[BEGIN]

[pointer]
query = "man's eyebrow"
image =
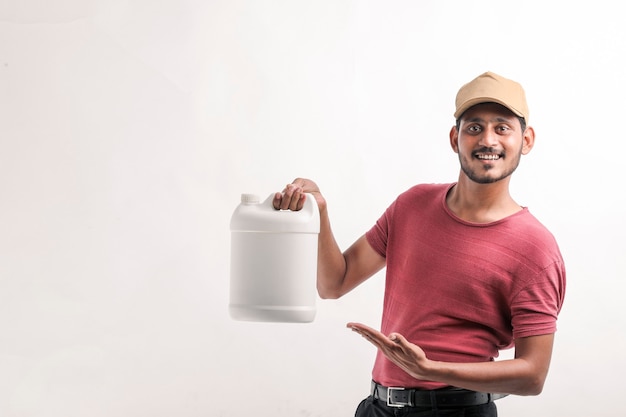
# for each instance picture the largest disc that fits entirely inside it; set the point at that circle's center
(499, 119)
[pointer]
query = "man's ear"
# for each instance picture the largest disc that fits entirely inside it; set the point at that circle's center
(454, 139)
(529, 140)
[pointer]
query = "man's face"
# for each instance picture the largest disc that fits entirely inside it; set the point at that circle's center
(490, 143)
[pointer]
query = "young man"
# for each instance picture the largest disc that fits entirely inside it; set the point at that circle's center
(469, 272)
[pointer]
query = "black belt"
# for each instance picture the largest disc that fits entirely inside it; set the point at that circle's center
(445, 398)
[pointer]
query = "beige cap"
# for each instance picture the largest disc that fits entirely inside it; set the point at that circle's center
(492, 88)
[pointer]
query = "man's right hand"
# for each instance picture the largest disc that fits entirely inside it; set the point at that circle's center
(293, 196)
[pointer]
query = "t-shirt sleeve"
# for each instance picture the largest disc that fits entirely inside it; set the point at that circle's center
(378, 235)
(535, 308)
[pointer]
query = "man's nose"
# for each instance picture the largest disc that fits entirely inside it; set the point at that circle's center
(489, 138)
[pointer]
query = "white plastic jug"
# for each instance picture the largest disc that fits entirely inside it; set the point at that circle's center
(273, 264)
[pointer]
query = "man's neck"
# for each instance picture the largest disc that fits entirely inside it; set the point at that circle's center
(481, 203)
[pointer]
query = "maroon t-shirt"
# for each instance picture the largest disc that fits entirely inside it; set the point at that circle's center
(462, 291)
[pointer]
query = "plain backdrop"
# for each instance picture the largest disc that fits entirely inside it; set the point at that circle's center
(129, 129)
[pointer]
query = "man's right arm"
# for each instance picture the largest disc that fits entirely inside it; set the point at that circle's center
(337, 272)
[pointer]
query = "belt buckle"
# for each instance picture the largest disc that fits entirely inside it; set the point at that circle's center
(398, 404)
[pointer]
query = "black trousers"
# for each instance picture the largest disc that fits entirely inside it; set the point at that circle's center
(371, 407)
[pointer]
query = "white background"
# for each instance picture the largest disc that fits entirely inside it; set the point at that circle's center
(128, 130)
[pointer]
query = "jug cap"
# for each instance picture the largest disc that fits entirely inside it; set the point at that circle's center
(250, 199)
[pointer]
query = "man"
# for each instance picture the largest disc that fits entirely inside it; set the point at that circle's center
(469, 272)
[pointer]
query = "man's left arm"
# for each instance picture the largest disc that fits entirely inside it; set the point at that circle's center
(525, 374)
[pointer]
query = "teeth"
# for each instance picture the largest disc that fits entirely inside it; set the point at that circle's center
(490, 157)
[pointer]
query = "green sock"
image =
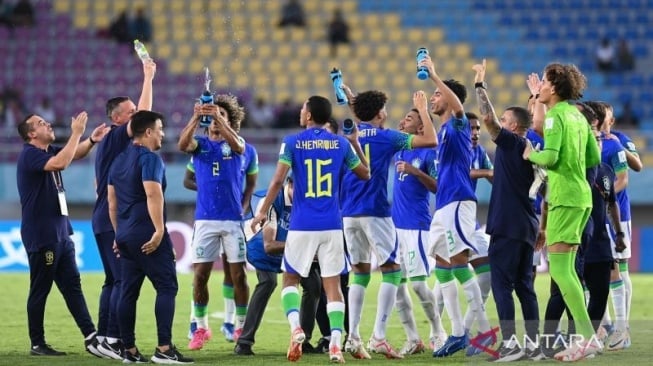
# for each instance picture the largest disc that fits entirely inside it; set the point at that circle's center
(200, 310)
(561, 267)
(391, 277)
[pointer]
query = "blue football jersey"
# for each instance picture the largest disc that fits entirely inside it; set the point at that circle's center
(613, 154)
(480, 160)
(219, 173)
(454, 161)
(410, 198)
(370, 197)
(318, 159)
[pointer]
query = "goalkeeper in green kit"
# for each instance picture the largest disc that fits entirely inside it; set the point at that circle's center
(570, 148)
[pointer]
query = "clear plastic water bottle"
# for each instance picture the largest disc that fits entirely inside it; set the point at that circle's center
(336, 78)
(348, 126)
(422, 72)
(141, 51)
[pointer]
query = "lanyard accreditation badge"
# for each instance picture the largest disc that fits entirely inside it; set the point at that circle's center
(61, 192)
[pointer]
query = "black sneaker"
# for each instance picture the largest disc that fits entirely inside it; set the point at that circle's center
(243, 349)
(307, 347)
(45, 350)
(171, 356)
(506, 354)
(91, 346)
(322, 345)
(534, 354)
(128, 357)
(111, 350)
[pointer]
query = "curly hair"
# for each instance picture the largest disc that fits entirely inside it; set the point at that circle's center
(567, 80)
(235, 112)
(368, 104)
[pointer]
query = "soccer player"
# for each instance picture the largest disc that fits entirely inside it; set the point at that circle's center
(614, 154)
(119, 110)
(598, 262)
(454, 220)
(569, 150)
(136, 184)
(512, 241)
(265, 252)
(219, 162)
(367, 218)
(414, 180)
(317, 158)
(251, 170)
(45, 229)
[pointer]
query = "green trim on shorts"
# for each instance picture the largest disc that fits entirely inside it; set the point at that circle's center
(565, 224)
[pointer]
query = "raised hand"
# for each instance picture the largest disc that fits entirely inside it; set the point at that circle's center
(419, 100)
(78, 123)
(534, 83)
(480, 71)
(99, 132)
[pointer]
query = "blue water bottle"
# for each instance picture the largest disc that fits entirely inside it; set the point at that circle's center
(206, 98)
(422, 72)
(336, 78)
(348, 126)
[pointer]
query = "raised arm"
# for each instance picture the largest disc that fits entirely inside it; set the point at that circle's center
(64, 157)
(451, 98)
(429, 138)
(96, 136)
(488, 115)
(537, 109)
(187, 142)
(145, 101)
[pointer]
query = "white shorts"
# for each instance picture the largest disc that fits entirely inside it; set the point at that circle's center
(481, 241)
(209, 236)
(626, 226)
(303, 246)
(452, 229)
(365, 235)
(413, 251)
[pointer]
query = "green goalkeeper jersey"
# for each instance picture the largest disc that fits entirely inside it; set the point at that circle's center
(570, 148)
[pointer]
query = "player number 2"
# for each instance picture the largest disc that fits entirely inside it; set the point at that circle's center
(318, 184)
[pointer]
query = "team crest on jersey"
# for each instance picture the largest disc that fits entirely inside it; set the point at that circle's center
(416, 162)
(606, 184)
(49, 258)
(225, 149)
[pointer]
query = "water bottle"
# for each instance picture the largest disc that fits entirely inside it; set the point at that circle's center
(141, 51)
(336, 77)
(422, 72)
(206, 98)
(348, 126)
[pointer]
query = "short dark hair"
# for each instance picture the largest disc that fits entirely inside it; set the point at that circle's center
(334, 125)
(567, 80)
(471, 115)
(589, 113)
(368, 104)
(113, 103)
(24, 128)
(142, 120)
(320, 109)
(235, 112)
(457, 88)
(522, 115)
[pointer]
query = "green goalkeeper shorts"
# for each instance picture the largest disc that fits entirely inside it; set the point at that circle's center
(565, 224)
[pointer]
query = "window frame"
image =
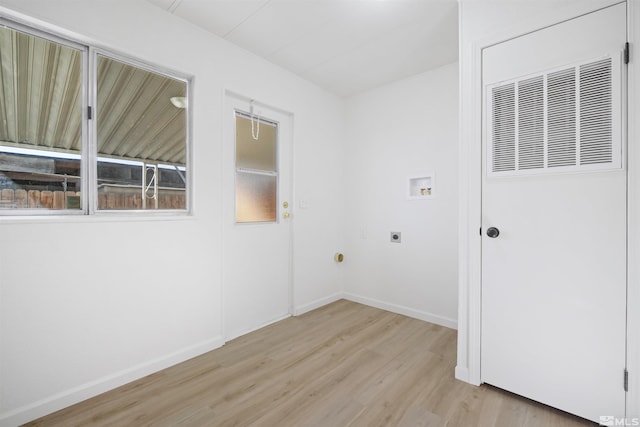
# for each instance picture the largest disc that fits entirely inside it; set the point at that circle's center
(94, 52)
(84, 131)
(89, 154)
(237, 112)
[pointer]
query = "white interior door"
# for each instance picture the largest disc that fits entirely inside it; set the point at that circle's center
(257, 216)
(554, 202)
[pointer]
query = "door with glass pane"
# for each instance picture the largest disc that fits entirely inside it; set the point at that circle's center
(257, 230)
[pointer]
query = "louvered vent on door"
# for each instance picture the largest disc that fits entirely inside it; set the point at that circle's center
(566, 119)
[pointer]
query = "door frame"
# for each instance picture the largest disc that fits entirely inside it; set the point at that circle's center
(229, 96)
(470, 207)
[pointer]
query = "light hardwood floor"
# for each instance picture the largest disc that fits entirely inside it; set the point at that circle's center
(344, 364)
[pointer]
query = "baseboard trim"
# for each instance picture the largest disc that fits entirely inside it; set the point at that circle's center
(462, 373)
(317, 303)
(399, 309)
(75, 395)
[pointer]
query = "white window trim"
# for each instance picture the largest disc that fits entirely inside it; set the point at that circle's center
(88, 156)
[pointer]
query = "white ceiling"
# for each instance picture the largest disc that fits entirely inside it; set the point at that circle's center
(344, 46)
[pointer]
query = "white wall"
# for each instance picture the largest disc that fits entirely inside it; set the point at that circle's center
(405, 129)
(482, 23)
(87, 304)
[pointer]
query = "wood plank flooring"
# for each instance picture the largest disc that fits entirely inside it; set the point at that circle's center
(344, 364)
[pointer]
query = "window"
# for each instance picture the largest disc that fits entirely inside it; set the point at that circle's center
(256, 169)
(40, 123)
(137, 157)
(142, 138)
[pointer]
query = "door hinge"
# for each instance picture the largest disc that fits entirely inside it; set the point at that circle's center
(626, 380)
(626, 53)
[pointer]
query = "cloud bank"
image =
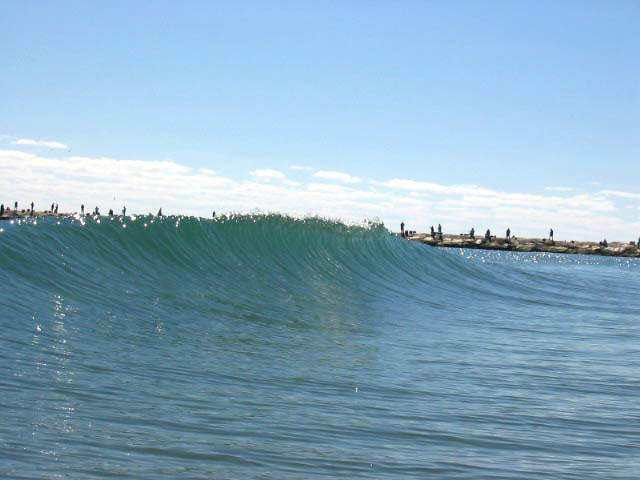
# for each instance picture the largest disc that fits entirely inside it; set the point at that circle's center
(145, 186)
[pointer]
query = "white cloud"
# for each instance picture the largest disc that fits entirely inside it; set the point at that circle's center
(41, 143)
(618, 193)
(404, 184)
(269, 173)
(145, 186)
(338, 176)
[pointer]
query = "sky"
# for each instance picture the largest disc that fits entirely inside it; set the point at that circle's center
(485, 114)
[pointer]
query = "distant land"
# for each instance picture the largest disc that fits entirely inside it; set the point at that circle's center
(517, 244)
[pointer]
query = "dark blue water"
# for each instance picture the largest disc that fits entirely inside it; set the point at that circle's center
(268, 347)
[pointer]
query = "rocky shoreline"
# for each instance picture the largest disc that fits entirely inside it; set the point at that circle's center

[END]

## WHAT IS ASKED
Please gather every line in the data above that contains the word "right".

## TASK SOLUTION
query = "man's right hand"
query = "man's right arm"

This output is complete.